### Page extract ###

Gartner could add some crowd sourced score cards to their methodology and crush this in a heartbeat – the quality of interpretation / moderation and – more importantly – the expertise of the moderators/commentators will remain the key here and G2 just does not have the bench strength to gain CIO trust.
Thes publishing style models will continue but they’ll never rival RAS analysts in influence.
I disagree Stephen, curated crowdsourcing IMHO will be a disruptor. Gartner has what it takes to embrace it -except it goes against their centralised, control-freakish, process-maniac culture 🙂
Thanks for including us in your article, Ludovic!
Many enterprise-level software purchasers already use our data and reports in conjunction with reports and articles from analysts and publications. In fact, a number of analysts and reporters ALREADY use our data in conjunction with their own expertise. What we do is definitely complementary to analyst research, and in some cases can provide insights that only users can produce, based on their own experiences implementing and using different products.
In terms of our methodology, we vet not only every review but every reviewER as well, to ensure they’re not written by company employees, competitors, resellers, etc. We’re also fully transparent in terms of how products are scored on our Grids. (https://www.g2crowd.com/static/g2_grid_scores)
Our goal is to bring more openness and transparency to the software/SaaS purchase process. Fortunately, it seems we’re doing just that.
(NOTE: In full transparency, I’m a G2 Crowd employee. I neglected to mention that in my previous comment.)
How many is “many” Daniel – compared to Gartner’s 10K end user clients? How many people at G2 are employed to sell your services to end users (not vendors?). What is the average contract value compared to Gartner’s $30K+ minimum?
And exactly who is completing the surveys, not how do you use their scores to position the dots, is the question I was asking.
End Users? Job Titles? Purchasing authority?
How do you know they actually have the product reviewed? Do you interview them or is it everything online?

### Collected data ###

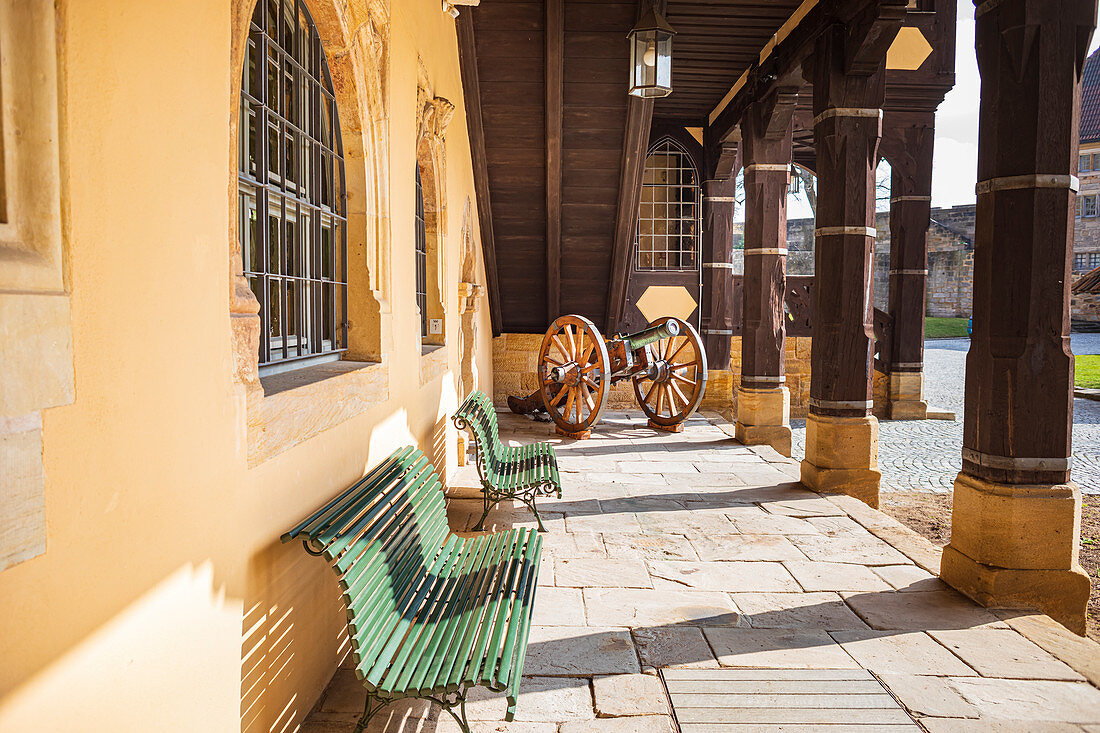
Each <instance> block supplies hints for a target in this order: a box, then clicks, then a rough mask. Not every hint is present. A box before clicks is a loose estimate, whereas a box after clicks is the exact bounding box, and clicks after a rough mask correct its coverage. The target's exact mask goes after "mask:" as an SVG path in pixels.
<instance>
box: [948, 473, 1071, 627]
mask: <svg viewBox="0 0 1100 733" xmlns="http://www.w3.org/2000/svg"><path fill="white" fill-rule="evenodd" d="M1080 511H1081V493H1080V490H1079V489H1078V488H1077V484H1075V483H1063V484H1053V485H1041V484H1040V485H1022V484H1003V483H996V482H991V481H986V480H983V479H978V478H975V477H971V475H967V474H965V473H960V474H959V477H958V479H956V481H955V503H954V506H953V510H952V543H950V545H948V546H947V547H945V548H944V555H943V559H942V560H941V569H939V575H941V577H942V578H943V579H944V580H945V581H946V582H947V583H949V584H950V586H954V587H955V588H956V589H958V590H960V591H963V592H964V593H966V594H967V595H969V597H970V598H972V599H974V600H976V601H978V602H979V603H981V604H983V605H992V606H999V608H1025V606H1026V608H1037V609H1040V610H1041V611H1043V612H1044V613H1046V614H1048V615H1051V616H1052V617H1053V619H1055V620H1057V621H1058V622H1060V623H1063V624H1065V625H1066V626H1068V627H1069V628H1071V630H1073V631H1075V632H1077V633H1079V634H1084V633H1085V606H1086V604H1087V603H1088V599H1089V577H1088V575H1087V573H1086V572H1085V570H1082V569H1081V566H1080V564H1079V562H1078V557H1079V554H1078V548H1079V546H1078V544H1077V538H1078V536H1079V535H1080Z"/></svg>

###

§ **What to work on**
a) From the comment thread on G2 Crowd and Gartner, repeat word for word the stretch from "How many is" through "it everything online?".
b) According to the comment thread on G2 Crowd and Gartner, why does G2 Crowd vet every reviewer as well as every review? Answer in one to three sentences.
c) Resume the comment thread on G2 Crowd and Gartner from the point where it stops.

§ **Task responses**
a)
How many is “many” Daniel – compared to Gartner’s 10K end user clients? How many people at G2 are employed to sell your services to end users (not vendors?). What is the average contract value compared to Gartner’s $30K+ minimum?
And exactly who is completing the surveys, not how do you use their scores to position the dots, is the question I was asking.
End Users? Job Titles? Purchasing authority?
How do you know they actually have the product reviewed? Do you interview them or is it everything online?

b) G2 Crowd vets every reviewer to make sure the reviews are not written by company employees, competitors, resellers, and similar parties.

c)
It is difficult to say how many is “many,” because the majority of the users consume the data for free anonymously (although premium reports can be purchased for $599). According to our site analytics, we receive several hundred thousand new users each month. 70% of the users’ seniority level is manager or above.
We get the level of experience and role for each reviewer based on their LinkedIn profile. This can be seen on the individual review and in the reports. (See an example of comparison data here: https://www.g2crowd.com/compare/salesforce-crm-vs-microsoft-dynamics-crm?tab=compare-group-21.)
We require each reviewer to authenticate with LinkedIn; from there, each review and reviewer are vetted by a dedicated member of our QA team. They check each review manually to ensure they were submitted by a real person that is not a competitor, employee or reseller. In addition, users submit screenshots of the product actually in use, showing their user creds, to confirm they use it.
Hope this answers your questions!
Thanks Daniel. The user numbers are high but obviously most are very low level in comparison to Gartner. Users rather than decision makers would be my thought.
We also value free usage much lower than paid relationships in the analyst world but as a Publisher I would be proud of your “circulation”.
What stuns me – to be honest – is that anyone would give you (or any third party) their end user credentials for a large piece of software from within their employer’s organization. That would breach so many rules of logic and potentially of contracts that it confounds me.